EXERCISE TASK: Revise the records below by changing every "single pin" to "single point" and leaving everything else as it is. Leave the pictures out of your answer.

STORED RECORDS:
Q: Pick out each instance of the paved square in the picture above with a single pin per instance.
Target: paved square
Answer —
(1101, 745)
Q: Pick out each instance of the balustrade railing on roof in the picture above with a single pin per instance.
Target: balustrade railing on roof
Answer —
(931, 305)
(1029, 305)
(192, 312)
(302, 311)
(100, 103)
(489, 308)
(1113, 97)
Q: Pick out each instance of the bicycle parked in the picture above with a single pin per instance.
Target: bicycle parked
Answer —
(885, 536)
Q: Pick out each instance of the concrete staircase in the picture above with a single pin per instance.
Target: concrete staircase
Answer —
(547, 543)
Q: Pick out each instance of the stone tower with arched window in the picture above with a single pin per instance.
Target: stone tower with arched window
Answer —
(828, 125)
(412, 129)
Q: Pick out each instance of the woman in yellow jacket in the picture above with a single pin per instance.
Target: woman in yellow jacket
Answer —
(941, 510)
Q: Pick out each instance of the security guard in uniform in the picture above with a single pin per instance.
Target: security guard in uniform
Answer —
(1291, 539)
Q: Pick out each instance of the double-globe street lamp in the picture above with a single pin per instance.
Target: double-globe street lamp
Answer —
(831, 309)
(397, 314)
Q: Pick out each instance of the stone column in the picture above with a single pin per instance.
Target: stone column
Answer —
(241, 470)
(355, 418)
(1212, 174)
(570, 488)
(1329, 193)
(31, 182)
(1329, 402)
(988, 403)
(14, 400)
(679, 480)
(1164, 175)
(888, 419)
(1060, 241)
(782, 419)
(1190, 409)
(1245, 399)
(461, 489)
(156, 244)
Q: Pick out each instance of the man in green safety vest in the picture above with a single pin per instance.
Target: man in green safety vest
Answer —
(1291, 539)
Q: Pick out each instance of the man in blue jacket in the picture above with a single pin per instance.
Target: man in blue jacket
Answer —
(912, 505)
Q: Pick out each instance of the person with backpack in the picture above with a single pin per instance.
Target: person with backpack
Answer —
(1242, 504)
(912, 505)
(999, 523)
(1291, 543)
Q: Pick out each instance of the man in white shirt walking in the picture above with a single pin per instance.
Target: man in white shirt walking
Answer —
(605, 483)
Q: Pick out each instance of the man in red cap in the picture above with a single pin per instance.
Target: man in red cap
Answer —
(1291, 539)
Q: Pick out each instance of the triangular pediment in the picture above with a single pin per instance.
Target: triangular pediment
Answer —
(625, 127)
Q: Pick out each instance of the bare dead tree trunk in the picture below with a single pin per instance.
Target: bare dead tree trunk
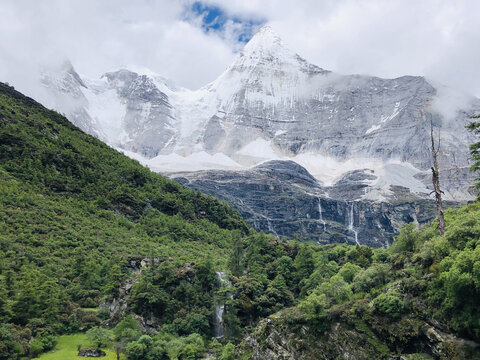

EXPECTED ANSWER:
Q: Pick out each instance of the paved square in the picture above with a single point per instance.
Target: paved square
Answer —
(1101, 745)
Q: Pick out each instance of the balustrade railing on roof in the picture above with a single point per instance.
Target: balustrade railing on roof
Answer —
(931, 305)
(1029, 305)
(192, 312)
(302, 311)
(100, 103)
(489, 308)
(1113, 97)
Q: Pick out each instance of the bicycle parked in the picture above with a single point per instance.
Target: bicycle parked
Answer —
(885, 536)
Q: Pick out each instance of the concrete staircase in the picture above with a single point per instance.
Target: concrete staircase
Answer —
(547, 543)
Q: Pick out each instance of the stone tower with arched window in the picture above with a single point per instance.
Target: stone tower with arched window
Answer —
(828, 125)
(412, 129)
Q: Pick out each instance of the woman in yellow jacket in the picture above with a single point per instance.
Target: woman in yellow jacket
Answer —
(941, 510)
Q: Pick out each instance of the security guard in uniform in the picture above with a single point per instance.
Target: security guard in uniform
Answer —
(1291, 539)
Q: Pick out each instance of the double-globe street lamp in the picture above with a single point per instance.
Target: double-globe street lamp
Answer —
(831, 309)
(397, 314)
Q: Pick out each instance of the stone column in the picture above with a single point per instance.
Target: stone column
Answer —
(241, 470)
(355, 418)
(1212, 174)
(570, 488)
(1329, 193)
(31, 182)
(1329, 402)
(988, 403)
(14, 400)
(679, 480)
(1164, 175)
(888, 419)
(1060, 241)
(782, 419)
(1190, 409)
(1245, 399)
(461, 489)
(156, 244)
Q: Pick out each instance of the man in green safety vest in the picture above with a single point per instance.
Target: man in green safety vest
Answer —
(1291, 539)
Q: Pick out each instance of the man in blue jacket in the picture above with a single point per instance.
Target: man in blue jacket
Answer —
(912, 505)
Q: Pick out each instance of the person with backpack in the picture above with a single point per instance.
Target: person with backpack
Answer —
(1242, 504)
(912, 505)
(999, 523)
(1291, 543)
Q: Pick out each instance of the man in white shirt walking in the picture above with a single point per instance.
Target: man in white shirt walking
Answer —
(605, 483)
Q: Pick out each instance of the man in red cap in the picture above with a single point per instance.
Target: man in red cap
Answer —
(1291, 539)
Q: Pick out each instance of the triangular pediment in the picture above with a single point per instance.
Target: triangular pediment
Answer —
(625, 127)
Q: Pick out each instance of the bare dead tree trunk in the picture below with a single point per instance.
Target: bare dead tree trunk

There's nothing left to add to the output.